Extracted records

------------------------------------------------

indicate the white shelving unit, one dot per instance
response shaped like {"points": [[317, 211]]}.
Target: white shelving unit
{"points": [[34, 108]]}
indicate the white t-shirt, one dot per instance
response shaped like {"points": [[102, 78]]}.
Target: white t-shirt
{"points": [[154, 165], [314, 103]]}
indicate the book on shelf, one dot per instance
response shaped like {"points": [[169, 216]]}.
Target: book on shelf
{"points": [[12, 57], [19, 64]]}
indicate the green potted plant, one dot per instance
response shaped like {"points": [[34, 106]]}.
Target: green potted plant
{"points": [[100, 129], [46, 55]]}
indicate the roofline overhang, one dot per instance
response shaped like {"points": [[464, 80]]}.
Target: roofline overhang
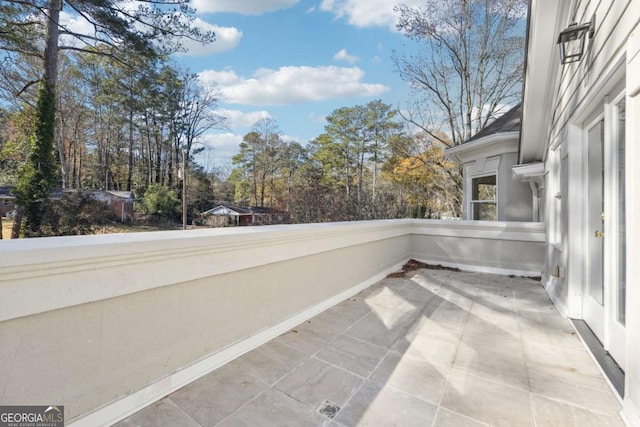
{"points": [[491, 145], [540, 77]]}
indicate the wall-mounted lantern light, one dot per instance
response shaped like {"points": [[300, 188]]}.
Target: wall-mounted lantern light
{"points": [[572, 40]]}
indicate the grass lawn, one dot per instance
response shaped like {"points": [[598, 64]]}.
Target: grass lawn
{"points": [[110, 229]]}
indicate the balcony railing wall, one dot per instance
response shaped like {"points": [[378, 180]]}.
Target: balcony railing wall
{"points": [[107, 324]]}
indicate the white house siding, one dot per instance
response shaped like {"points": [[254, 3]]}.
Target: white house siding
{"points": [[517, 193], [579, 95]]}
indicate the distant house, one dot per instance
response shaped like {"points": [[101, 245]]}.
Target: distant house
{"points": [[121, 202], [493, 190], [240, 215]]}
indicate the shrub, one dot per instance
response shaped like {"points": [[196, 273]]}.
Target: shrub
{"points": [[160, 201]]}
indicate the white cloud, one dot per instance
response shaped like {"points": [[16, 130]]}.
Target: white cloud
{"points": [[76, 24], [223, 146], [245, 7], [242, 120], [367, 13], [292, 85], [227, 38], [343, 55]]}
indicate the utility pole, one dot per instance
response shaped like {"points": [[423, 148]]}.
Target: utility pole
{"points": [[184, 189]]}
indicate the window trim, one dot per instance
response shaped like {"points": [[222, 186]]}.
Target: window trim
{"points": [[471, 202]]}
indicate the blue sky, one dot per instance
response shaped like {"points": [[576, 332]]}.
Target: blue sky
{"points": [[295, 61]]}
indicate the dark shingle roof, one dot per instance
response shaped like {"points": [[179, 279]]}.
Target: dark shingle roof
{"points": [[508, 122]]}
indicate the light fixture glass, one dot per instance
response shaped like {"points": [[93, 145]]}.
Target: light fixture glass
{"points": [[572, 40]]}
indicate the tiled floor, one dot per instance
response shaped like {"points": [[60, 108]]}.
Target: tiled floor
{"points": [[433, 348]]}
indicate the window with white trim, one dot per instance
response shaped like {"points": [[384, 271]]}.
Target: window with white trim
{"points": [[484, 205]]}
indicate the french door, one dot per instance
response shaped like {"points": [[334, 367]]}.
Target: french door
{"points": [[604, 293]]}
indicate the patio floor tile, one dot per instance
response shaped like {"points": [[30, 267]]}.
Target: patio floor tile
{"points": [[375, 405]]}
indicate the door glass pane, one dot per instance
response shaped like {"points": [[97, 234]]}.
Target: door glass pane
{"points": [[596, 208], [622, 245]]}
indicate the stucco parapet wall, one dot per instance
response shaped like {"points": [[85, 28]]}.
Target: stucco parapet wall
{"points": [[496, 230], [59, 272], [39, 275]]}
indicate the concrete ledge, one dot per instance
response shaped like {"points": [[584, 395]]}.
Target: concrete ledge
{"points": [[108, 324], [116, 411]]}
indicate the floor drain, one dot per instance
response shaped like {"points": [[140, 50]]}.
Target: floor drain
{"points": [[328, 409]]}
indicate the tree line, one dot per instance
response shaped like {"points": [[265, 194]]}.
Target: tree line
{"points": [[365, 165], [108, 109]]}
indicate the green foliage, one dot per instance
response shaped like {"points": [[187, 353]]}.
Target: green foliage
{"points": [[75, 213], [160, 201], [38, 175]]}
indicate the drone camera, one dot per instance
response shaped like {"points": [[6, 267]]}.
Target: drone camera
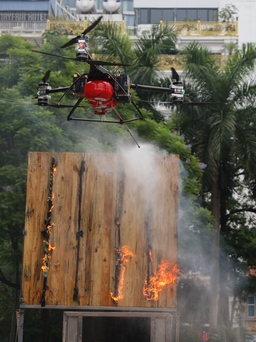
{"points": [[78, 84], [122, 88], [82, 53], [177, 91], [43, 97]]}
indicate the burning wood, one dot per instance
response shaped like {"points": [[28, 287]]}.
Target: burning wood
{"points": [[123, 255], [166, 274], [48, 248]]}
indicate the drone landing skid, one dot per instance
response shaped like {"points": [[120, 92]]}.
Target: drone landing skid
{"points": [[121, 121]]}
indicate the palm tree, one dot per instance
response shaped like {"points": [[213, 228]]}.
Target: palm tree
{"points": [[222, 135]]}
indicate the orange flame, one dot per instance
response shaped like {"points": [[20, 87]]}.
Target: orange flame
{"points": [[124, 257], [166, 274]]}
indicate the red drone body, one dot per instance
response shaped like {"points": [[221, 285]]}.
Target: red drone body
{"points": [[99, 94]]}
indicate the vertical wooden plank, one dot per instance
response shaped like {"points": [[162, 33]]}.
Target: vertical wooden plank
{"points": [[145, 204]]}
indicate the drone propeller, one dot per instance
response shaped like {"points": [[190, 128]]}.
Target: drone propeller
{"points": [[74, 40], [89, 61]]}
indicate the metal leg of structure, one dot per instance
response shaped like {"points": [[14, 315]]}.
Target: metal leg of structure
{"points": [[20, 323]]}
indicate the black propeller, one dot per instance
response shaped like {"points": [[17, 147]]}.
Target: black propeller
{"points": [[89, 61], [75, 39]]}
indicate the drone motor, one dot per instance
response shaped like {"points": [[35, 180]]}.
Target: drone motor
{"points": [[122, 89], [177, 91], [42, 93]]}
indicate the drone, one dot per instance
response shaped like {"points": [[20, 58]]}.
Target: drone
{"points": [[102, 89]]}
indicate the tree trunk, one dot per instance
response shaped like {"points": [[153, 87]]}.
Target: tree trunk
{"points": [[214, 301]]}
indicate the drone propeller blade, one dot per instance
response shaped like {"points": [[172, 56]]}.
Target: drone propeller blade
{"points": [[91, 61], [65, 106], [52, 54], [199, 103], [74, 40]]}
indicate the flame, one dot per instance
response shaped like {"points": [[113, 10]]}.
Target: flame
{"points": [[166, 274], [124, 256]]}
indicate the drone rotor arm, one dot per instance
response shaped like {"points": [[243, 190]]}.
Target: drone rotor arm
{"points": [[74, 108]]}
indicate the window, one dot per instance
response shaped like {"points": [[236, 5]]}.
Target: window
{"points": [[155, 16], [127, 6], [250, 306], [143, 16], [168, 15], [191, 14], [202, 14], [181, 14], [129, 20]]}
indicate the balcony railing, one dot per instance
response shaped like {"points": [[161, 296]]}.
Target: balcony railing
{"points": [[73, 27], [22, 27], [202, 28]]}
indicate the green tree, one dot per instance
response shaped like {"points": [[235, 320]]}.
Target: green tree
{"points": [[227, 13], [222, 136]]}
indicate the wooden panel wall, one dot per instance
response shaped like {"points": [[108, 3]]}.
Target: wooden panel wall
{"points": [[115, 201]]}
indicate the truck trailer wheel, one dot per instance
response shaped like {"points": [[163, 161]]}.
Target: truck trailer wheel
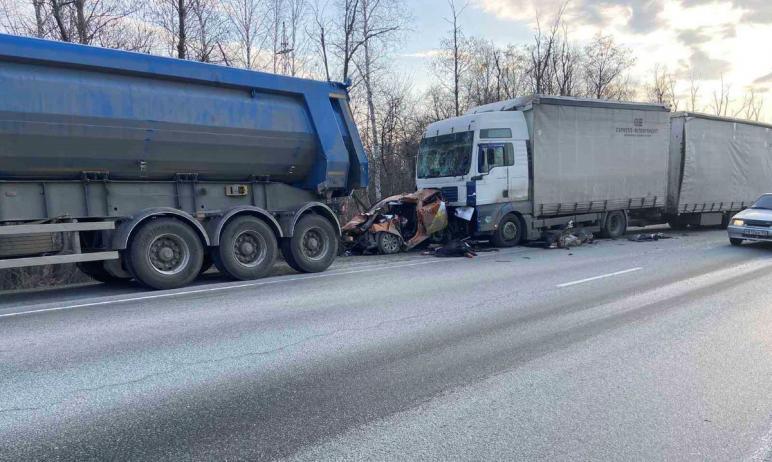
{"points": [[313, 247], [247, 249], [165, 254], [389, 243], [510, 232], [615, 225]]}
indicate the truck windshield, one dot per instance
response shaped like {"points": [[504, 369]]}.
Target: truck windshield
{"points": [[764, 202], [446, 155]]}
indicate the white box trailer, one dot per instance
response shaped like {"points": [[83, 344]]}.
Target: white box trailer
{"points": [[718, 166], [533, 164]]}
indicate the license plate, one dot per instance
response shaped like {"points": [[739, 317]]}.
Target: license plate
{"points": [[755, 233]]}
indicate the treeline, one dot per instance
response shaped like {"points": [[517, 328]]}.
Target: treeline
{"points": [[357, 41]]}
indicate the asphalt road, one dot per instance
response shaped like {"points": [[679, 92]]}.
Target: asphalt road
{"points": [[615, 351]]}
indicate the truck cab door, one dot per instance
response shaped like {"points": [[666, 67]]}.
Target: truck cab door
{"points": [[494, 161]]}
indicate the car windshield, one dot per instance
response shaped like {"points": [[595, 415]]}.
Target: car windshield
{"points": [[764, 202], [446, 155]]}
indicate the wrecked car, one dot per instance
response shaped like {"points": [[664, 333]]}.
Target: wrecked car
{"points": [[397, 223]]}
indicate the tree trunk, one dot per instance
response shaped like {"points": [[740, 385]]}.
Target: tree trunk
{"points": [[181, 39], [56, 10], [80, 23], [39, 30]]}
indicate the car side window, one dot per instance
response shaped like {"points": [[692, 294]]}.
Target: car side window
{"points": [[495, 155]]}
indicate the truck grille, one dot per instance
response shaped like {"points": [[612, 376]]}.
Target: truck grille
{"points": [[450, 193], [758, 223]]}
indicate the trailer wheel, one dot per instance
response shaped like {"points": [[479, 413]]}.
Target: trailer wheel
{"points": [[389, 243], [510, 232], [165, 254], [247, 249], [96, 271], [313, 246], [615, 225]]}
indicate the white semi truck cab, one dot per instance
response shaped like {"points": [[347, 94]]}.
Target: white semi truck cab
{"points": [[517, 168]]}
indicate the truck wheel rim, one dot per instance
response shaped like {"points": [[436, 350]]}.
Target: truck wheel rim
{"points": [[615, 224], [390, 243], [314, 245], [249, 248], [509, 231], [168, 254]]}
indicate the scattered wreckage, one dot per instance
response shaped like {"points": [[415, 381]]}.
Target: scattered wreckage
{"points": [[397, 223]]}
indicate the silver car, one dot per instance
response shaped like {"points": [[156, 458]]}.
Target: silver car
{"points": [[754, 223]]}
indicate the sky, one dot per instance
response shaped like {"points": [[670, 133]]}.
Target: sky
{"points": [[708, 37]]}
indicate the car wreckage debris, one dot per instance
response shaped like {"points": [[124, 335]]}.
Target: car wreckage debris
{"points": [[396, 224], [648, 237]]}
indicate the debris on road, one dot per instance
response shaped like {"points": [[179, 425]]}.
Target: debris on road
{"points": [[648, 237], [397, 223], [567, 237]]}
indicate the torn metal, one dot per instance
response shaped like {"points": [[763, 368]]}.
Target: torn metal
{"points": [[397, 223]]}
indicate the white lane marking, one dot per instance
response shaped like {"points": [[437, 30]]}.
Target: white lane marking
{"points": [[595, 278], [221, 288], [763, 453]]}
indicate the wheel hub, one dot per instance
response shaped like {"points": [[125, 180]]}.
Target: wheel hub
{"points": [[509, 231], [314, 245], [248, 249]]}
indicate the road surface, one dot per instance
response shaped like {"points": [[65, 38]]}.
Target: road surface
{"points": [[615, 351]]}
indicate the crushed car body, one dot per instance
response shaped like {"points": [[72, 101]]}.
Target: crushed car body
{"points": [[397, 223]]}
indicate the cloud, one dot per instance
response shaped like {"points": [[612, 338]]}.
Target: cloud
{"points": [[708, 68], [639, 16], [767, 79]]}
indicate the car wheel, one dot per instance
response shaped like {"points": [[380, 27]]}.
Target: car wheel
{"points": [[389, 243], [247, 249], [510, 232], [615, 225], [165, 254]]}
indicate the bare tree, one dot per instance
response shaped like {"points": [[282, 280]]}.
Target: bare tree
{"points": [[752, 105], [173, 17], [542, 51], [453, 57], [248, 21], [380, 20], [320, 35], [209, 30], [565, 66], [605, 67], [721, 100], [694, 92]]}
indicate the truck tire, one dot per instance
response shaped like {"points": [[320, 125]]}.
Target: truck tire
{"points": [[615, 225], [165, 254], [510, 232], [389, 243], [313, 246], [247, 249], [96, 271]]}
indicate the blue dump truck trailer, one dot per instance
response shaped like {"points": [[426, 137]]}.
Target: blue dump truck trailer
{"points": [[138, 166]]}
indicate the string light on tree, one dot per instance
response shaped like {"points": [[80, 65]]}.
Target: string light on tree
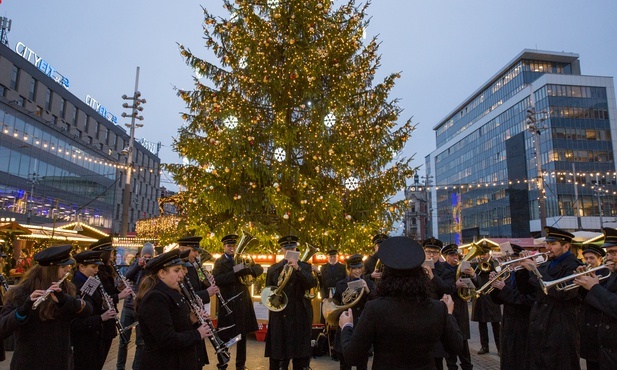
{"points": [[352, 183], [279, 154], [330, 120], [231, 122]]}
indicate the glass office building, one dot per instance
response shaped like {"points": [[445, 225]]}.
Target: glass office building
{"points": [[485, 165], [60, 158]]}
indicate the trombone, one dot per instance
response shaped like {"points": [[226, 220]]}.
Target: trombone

------------------------------------------------

Copy out the data again, from the line with "indicate the crushed" through the end of the data, leaving out the pictures.

indicate the crushed car body, one dot per instance
response shaped like {"points": [[72, 101]]}.
Target: crushed car body
{"points": [[397, 223]]}
indicate the cloud, one dot per instance
response shaped like {"points": [[612, 338]]}.
Target: cloud
{"points": [[708, 68], [639, 16], [767, 79]]}
indicate the car wheel, one dot per instance
response shaped like {"points": [[380, 27]]}.
Target: car wheel
{"points": [[389, 243], [247, 249], [510, 232], [615, 225], [165, 254]]}
indicate the bare tree, one dot per instance
response shaped like {"points": [[282, 280]]}.
Target: bare tree
{"points": [[752, 105], [173, 17], [542, 51], [453, 57], [248, 21], [380, 20], [320, 35], [209, 30], [565, 66], [605, 67], [721, 100], [694, 92]]}
indicate the truck tire, one dot per instance
response shaped like {"points": [[320, 125]]}.
Target: truck tire
{"points": [[615, 225], [165, 254], [510, 232], [389, 243], [313, 246], [247, 249], [96, 271]]}
indicate the blue dump truck trailer, one dot per instance
response shaped like {"points": [[426, 137]]}.
Target: blue dump truck trailer
{"points": [[138, 166]]}
indicate the string light on tree, one dot per instance
response shaped like {"points": [[80, 65]]}.
Target: string light on tree
{"points": [[352, 183], [279, 154], [330, 120], [231, 122]]}
indicate the glass office building, one dot per instance
response shaped like {"points": [[445, 225]]}.
Target: glass office building
{"points": [[485, 165], [60, 158]]}
indicate the trombone, one dot per instance
response shaped like {"points": [[226, 220]]}.
Target: trombone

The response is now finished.